**Dataset:**
════════════════════

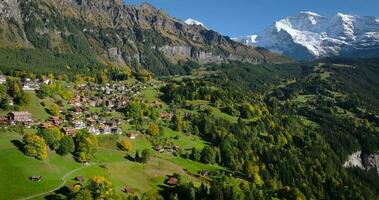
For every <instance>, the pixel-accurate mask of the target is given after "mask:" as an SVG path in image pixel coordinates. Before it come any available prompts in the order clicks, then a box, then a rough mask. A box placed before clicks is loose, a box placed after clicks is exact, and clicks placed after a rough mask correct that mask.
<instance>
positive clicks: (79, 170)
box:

════════════════════

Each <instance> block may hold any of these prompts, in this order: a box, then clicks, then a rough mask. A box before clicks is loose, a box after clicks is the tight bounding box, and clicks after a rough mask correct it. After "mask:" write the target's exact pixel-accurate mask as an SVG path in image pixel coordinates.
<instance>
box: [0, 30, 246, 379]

════════════════════

**Problem requirements:** Which lines of the records contain the word "hold"? Show each of them in full.

**Output below:**
Each <instance> block may hold any of these prompts, in this order: a box, then clicks, then a rough mask. A box before clicks is loose, a box after clicks is the tight bounding box, and clicks after a rough mask correct it. After "mask:" write the target's exact pixel-accurate mask as an SVG path in image pixel coordinates.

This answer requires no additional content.